[Brief] Output only the lines below from the one containing "# mark one dot per instance, written like column 368, row" to the one containing "# mark one dot per instance, written like column 479, row", exactly as written, both ends kept.

(Collection entries)
↓↓↓
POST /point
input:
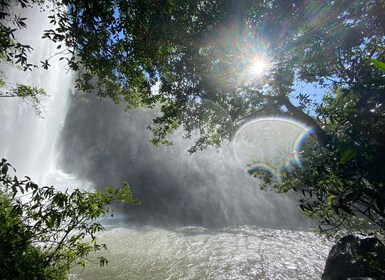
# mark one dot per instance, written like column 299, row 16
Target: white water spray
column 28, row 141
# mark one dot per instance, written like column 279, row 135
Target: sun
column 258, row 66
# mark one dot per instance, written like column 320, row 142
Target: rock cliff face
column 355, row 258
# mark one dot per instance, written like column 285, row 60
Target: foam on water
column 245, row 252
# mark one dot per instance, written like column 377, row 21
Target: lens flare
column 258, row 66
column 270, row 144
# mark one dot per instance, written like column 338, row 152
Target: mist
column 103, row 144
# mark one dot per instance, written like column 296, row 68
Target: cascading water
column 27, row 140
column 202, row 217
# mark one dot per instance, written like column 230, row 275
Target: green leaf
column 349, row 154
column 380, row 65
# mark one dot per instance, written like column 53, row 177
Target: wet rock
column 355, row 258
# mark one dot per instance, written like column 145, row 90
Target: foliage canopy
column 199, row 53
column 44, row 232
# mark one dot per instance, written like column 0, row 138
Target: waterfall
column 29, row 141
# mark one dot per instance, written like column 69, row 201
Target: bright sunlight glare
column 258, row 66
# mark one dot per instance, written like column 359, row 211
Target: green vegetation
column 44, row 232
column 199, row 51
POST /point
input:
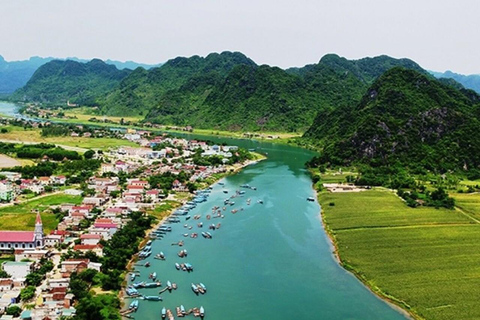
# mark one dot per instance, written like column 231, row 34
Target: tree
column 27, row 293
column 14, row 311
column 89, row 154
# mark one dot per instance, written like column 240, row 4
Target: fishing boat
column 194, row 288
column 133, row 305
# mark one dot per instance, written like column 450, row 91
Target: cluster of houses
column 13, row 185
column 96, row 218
↑↑↑
↓↓↓
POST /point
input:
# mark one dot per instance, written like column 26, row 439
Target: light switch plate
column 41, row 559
↑↑↑
↓↓↓
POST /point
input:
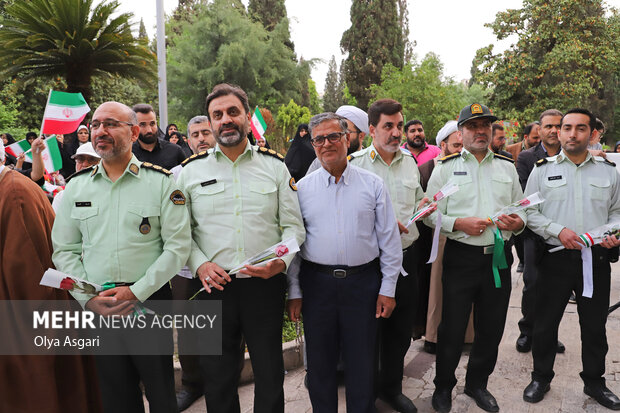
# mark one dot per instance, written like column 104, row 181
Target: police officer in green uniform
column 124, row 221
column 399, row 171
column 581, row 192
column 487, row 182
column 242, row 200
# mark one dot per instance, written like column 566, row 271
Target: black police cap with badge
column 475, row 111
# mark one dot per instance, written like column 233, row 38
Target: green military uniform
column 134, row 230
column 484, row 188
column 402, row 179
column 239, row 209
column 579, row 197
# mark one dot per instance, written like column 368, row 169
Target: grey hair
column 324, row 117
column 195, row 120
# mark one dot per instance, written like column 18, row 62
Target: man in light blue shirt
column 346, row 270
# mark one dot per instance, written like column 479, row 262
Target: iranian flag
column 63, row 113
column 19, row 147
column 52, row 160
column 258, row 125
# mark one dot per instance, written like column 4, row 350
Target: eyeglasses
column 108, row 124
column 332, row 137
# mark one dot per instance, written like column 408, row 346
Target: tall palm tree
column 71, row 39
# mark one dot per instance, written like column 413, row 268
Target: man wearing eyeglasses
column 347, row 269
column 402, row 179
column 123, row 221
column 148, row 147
↑↑↑
[Reply to the task]
# mark one dot per instance, written like column 368, row 169
Target: grey hair
column 324, row 117
column 195, row 120
# mark one dot per instance, written like column 18, row 62
Target: man in light blue shirt
column 346, row 270
# mark one dot per instance, written like column 479, row 262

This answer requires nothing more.